* **WHAT IS EXPECTED**
Of the lines listed below, return exactly those that run from the line containing "Task: point at the stadium" through the line containing "Task: point at the another", both included.

* **DATA FOR THIS EXERCISE**
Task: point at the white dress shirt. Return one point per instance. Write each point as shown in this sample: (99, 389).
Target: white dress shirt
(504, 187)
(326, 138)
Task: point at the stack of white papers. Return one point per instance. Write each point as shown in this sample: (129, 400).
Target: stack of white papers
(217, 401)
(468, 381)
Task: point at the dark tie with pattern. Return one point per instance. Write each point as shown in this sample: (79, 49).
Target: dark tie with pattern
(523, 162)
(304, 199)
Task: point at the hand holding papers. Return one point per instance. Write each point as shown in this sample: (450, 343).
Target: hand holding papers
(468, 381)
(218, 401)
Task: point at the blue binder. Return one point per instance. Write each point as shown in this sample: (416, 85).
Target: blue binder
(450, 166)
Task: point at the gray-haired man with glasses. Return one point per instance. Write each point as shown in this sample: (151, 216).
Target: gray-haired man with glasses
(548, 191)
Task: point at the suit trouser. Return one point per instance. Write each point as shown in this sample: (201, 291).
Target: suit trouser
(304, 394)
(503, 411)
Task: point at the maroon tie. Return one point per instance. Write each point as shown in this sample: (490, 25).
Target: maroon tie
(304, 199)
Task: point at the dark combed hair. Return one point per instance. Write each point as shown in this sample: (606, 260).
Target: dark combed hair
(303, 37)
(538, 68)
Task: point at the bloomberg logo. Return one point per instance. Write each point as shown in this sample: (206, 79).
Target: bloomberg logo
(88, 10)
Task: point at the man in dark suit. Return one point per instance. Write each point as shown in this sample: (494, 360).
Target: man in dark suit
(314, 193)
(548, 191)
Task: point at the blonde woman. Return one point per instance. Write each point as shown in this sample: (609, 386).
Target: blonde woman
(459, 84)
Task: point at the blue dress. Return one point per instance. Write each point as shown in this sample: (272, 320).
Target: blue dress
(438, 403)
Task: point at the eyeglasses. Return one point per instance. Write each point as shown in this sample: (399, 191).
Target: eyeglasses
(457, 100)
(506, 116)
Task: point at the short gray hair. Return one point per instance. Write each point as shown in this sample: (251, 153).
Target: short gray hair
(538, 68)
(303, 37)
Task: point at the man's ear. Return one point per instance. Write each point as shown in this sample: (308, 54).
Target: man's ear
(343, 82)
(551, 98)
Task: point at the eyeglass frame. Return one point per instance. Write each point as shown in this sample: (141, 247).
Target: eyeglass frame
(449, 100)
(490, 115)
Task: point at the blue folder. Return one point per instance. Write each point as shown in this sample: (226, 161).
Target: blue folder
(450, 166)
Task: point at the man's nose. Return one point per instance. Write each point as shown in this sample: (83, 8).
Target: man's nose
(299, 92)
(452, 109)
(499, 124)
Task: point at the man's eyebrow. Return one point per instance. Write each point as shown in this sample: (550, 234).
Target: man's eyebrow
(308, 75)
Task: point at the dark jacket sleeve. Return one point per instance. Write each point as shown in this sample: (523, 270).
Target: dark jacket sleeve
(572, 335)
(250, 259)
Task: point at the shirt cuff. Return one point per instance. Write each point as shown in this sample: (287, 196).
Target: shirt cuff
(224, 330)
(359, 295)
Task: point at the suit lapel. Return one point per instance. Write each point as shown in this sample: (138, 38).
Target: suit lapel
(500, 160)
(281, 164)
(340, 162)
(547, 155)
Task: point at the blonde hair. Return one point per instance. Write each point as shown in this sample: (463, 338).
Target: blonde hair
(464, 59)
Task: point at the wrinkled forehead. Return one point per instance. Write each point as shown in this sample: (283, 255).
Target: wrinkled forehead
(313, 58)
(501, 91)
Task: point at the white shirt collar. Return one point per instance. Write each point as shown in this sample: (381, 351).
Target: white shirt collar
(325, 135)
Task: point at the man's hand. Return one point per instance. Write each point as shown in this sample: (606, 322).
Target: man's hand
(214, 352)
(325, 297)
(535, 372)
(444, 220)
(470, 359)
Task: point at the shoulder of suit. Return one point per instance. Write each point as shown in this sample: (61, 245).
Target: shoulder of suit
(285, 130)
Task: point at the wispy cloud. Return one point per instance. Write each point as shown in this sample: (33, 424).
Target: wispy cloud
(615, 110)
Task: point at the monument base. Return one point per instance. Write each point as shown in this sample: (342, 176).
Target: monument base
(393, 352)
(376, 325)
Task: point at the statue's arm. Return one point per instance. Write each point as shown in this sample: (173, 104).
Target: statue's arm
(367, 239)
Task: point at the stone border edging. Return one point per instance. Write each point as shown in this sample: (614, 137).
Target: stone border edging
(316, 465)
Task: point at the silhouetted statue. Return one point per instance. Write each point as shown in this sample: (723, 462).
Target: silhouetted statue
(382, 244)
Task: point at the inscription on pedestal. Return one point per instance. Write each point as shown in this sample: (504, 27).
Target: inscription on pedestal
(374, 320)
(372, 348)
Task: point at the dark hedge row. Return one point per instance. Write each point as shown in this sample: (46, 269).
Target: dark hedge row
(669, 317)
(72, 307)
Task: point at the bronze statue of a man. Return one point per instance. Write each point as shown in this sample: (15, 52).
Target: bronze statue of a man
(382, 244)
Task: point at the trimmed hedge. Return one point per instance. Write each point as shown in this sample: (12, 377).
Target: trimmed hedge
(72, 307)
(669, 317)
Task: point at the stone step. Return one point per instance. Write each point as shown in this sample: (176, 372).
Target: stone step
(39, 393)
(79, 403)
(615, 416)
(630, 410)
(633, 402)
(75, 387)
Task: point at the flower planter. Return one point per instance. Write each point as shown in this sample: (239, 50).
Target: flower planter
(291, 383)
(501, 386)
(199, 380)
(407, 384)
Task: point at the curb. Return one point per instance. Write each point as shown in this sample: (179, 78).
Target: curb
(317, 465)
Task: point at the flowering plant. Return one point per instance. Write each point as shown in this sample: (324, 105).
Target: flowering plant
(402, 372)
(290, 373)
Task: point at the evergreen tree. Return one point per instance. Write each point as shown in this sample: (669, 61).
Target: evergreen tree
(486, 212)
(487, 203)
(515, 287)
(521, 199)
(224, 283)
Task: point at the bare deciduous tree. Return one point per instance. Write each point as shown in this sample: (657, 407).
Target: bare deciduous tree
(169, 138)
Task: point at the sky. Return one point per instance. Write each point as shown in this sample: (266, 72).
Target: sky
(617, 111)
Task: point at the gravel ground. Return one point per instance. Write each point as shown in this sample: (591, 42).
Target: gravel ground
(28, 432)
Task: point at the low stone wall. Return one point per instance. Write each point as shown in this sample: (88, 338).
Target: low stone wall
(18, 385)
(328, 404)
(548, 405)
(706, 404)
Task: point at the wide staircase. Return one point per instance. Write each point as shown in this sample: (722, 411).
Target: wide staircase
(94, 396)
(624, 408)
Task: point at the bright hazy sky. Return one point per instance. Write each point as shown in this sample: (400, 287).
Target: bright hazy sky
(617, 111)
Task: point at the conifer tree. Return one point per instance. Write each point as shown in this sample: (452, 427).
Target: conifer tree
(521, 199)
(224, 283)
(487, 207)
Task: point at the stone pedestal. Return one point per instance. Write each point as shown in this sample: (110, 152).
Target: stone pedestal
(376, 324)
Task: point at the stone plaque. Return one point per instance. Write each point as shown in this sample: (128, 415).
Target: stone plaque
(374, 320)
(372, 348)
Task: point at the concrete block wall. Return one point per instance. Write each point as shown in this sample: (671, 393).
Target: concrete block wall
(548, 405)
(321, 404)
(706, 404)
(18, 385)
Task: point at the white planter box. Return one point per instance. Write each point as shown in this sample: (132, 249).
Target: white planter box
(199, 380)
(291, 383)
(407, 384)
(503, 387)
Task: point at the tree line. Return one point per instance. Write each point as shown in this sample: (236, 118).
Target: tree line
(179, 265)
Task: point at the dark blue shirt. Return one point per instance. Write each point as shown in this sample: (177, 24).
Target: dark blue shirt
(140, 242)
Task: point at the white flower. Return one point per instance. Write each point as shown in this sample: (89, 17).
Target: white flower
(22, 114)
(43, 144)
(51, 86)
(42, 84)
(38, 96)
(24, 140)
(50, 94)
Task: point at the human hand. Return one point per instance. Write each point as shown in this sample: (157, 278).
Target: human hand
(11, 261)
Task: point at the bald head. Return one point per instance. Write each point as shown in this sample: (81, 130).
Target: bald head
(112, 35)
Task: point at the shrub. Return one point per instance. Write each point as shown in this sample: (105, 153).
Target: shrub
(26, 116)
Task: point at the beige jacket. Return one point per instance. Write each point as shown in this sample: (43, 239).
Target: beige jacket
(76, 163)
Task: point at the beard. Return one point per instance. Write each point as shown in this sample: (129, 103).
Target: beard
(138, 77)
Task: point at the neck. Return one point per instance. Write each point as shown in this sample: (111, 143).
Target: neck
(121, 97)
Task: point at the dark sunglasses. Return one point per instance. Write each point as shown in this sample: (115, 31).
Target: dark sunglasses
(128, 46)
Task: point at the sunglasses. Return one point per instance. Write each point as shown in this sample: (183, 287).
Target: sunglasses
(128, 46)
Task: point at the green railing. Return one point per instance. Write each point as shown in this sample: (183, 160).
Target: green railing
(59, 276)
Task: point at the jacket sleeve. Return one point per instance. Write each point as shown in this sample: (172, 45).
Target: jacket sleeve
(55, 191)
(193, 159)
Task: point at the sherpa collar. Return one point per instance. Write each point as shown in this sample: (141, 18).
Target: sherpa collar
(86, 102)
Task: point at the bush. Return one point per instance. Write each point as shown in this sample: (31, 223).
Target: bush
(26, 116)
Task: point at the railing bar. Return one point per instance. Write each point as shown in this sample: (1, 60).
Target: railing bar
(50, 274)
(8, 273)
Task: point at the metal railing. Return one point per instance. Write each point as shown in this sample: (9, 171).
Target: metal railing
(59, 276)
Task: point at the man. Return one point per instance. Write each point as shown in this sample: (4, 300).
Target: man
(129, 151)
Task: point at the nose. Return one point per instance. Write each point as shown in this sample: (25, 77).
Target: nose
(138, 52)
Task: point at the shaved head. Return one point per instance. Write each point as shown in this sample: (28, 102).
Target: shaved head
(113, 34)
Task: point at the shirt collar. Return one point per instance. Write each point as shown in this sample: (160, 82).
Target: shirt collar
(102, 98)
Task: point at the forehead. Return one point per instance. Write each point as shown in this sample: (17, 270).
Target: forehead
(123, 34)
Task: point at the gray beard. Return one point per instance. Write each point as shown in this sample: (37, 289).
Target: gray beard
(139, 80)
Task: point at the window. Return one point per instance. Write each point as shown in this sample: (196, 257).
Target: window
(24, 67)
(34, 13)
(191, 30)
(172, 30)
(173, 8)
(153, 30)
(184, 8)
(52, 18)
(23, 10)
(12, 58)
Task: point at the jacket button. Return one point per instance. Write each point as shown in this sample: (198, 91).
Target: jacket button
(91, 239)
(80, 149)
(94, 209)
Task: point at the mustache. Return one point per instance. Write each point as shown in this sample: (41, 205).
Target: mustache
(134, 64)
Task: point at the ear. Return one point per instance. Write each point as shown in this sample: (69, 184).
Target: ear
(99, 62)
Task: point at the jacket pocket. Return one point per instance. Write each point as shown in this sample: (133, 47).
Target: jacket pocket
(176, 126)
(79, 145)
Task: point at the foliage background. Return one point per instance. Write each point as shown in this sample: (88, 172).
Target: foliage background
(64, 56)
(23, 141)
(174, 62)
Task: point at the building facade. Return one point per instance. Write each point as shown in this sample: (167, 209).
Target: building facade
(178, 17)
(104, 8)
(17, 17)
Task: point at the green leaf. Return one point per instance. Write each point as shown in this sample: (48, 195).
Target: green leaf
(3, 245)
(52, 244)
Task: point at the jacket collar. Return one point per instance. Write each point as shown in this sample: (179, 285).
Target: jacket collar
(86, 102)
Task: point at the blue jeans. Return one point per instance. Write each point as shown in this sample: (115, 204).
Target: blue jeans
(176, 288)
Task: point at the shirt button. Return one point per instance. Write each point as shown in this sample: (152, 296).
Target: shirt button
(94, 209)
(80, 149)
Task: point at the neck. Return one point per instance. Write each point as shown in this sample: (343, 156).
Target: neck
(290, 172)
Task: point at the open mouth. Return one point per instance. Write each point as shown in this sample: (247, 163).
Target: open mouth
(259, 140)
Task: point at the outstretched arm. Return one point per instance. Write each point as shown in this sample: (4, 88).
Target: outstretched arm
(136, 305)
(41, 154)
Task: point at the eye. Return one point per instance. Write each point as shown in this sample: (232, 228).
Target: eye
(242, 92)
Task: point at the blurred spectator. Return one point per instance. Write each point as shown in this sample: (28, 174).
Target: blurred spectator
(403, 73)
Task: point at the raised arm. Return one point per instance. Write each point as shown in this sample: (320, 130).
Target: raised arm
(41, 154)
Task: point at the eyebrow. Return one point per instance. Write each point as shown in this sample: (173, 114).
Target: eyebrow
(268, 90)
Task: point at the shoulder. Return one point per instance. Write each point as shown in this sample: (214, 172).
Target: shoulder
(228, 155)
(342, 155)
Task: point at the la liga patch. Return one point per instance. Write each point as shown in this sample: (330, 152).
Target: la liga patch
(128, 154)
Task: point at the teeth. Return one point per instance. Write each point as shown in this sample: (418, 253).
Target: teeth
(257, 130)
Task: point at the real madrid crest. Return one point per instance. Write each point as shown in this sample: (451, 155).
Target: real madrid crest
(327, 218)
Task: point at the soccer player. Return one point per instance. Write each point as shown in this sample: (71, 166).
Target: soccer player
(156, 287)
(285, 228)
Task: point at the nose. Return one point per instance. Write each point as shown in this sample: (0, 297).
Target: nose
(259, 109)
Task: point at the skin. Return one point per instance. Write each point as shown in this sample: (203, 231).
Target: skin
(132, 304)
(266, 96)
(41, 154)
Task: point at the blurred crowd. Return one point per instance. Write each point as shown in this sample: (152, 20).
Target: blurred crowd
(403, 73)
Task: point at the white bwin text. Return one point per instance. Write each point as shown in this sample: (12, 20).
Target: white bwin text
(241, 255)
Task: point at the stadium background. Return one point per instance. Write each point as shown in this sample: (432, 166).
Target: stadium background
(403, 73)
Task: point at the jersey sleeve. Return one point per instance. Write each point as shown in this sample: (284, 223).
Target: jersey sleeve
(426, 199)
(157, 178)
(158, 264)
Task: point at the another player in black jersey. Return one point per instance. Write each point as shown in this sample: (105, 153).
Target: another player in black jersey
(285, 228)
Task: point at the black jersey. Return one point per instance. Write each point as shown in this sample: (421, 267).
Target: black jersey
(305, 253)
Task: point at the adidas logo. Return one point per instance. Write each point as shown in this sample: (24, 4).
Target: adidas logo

* **SOLUTION FOR THIS EXERCISE**
Task: point at the stadium background. Return one point per instance. Write each point as shown in this sample: (432, 166).
Target: stadium background
(403, 73)
Task: point at the jersey sleeve. Return one point per instance. Write each point as shown in this sample: (284, 223).
Target: jersey sleeve
(426, 199)
(157, 178)
(158, 264)
Task: point at the another player in black jersey. Return one point per instance. Write each point as shown in this sample: (105, 153).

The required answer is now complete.